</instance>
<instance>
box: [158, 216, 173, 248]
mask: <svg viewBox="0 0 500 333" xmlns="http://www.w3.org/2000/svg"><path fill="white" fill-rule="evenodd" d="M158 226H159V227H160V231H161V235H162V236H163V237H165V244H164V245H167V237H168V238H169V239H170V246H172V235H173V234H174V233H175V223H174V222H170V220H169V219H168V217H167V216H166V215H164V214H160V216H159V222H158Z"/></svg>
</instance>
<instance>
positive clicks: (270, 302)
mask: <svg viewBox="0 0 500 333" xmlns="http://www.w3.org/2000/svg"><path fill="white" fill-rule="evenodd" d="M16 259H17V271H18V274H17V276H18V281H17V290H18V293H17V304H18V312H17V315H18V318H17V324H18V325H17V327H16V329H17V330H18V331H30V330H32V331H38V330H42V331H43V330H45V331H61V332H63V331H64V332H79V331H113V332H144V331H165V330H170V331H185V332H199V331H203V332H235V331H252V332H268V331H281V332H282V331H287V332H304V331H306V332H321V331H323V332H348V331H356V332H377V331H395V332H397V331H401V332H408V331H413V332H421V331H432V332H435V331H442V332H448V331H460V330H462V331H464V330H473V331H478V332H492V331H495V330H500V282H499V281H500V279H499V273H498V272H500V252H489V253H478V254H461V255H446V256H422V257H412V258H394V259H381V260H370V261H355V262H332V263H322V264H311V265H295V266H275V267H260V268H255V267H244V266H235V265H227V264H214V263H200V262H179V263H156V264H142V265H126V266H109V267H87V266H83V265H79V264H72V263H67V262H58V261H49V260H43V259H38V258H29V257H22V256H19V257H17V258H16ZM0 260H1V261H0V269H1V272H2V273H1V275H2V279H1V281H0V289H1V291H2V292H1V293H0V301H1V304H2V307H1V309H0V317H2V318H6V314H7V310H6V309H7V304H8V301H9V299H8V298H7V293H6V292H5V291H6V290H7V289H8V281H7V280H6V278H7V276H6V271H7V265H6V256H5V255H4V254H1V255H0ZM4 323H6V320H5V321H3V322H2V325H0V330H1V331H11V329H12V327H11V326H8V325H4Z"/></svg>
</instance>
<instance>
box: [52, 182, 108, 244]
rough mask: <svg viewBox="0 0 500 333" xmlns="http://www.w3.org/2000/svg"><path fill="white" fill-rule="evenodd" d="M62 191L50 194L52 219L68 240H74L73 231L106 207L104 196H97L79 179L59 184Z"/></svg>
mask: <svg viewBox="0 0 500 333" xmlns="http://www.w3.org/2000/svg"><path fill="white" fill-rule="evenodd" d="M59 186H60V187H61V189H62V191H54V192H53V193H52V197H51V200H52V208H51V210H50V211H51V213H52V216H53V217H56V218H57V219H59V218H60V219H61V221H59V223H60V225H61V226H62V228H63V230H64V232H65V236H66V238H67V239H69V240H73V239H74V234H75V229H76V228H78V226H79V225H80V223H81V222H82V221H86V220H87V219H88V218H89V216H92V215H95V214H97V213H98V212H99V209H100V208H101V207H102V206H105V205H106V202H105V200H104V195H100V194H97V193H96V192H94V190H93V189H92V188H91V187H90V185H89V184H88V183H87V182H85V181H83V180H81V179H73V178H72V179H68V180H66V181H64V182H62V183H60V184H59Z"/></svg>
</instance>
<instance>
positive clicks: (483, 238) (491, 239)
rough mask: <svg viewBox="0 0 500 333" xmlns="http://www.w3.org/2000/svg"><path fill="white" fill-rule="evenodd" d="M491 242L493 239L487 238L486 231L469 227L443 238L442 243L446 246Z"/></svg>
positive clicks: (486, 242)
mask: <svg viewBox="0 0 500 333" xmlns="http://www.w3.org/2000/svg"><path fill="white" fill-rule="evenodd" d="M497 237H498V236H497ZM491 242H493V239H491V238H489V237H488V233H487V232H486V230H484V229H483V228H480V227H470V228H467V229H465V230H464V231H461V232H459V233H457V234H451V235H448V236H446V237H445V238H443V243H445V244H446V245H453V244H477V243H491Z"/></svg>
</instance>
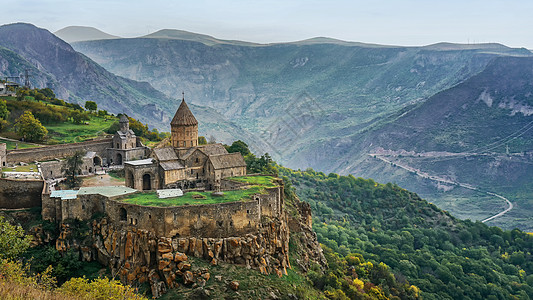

== == ==

■ **ABOUT THIS TASK**
Retype the records above line for line and exactly, omitting their pictures.

■ **EXERCISE RESULT**
</instance>
<instance>
box: [158, 216, 173, 248]
mask: <svg viewBox="0 0 500 333" xmlns="http://www.w3.org/2000/svg"><path fill="white" fill-rule="evenodd" d="M158 226H159V227H160V231H161V235H162V236H163V237H165V244H164V245H167V237H168V238H169V239H170V246H172V235H173V234H174V233H175V223H174V222H170V220H169V219H168V217H167V216H166V215H164V214H160V216H159V222H158Z"/></svg>
</instance>
<instance>
positive clicks: (270, 302)
mask: <svg viewBox="0 0 500 333" xmlns="http://www.w3.org/2000/svg"><path fill="white" fill-rule="evenodd" d="M16 259H17V271H18V274H17V276H18V281H17V290H18V293H17V304H18V312H17V315H18V318H17V324H18V325H17V327H16V329H17V330H18V331H30V330H32V331H38V330H42V331H43V330H45V331H61V332H63V331H64V332H79V331H113V332H144V331H165V330H170V331H185V332H199V331H203V332H235V331H252V332H268V331H281V332H282V331H287V332H304V331H306V332H321V331H323V332H348V331H356V332H377V331H395V332H397V331H401V332H408V331H413V332H421V331H432V332H435V331H442V332H448V331H460V330H462V331H464V330H473V331H478V332H492V331H495V330H500V282H499V281H500V279H499V273H498V272H500V252H489V253H478V254H461V255H446V256H422V257H412V258H394V259H381V260H370V261H355V262H332V263H322V264H311V265H295V266H275V267H260V268H255V267H244V266H235V265H227V264H214V263H200V262H179V263H156V264H142V265H126V266H109V267H87V266H83V265H79V264H72V263H67V262H58V261H49V260H43V259H38V258H29V257H22V256H19V257H17V258H16ZM0 260H1V261H0V269H1V272H2V273H1V275H2V279H1V281H0V289H1V291H2V292H1V293H0V301H1V304H2V307H1V309H0V317H2V318H6V314H7V310H6V309H7V304H8V301H9V299H8V298H7V293H6V292H5V291H6V290H7V289H8V281H7V280H6V278H7V276H6V271H7V265H6V256H5V255H4V254H1V255H0ZM4 323H6V320H5V321H3V322H2V325H0V330H1V331H11V329H12V327H11V326H8V325H4Z"/></svg>
</instance>
<instance>
box: [52, 182, 108, 244]
rough mask: <svg viewBox="0 0 500 333" xmlns="http://www.w3.org/2000/svg"><path fill="white" fill-rule="evenodd" d="M62 191L50 194L52 219L68 240H74L73 231L106 207L104 196H97L79 179L59 184Z"/></svg>
mask: <svg viewBox="0 0 500 333" xmlns="http://www.w3.org/2000/svg"><path fill="white" fill-rule="evenodd" d="M59 186H60V187H61V189H62V191H54V192H53V193H52V197H51V200H52V208H51V210H50V211H51V213H52V216H53V217H56V218H57V219H59V218H60V219H61V221H59V223H60V225H61V226H62V228H63V230H64V232H65V236H66V238H67V239H69V240H73V239H74V234H75V229H76V228H78V226H79V225H80V223H81V222H82V221H86V220H87V219H88V218H89V216H92V215H95V214H97V213H98V212H99V209H100V208H101V207H102V206H105V205H106V202H105V200H104V195H100V194H97V193H96V192H94V190H93V189H92V188H91V187H90V185H89V184H88V183H87V182H85V181H83V180H81V179H73V178H72V179H68V180H66V181H64V182H62V183H60V184H59Z"/></svg>
</instance>
<instance>
positive clicks: (483, 238) (491, 239)
rough mask: <svg viewBox="0 0 500 333" xmlns="http://www.w3.org/2000/svg"><path fill="white" fill-rule="evenodd" d="M491 242L493 239L487 238L486 231L469 227L443 238L442 243L446 246Z"/></svg>
positive clicks: (486, 242)
mask: <svg viewBox="0 0 500 333" xmlns="http://www.w3.org/2000/svg"><path fill="white" fill-rule="evenodd" d="M497 237H498V236H497ZM491 242H493V239H491V238H489V237H488V233H487V232H486V230H484V229H483V228H480V227H470V228H467V229H465V230H464V231H461V232H459V233H457V234H451V235H448V236H446V237H445V238H443V243H445V244H446V245H453V244H477V243H491Z"/></svg>
</instance>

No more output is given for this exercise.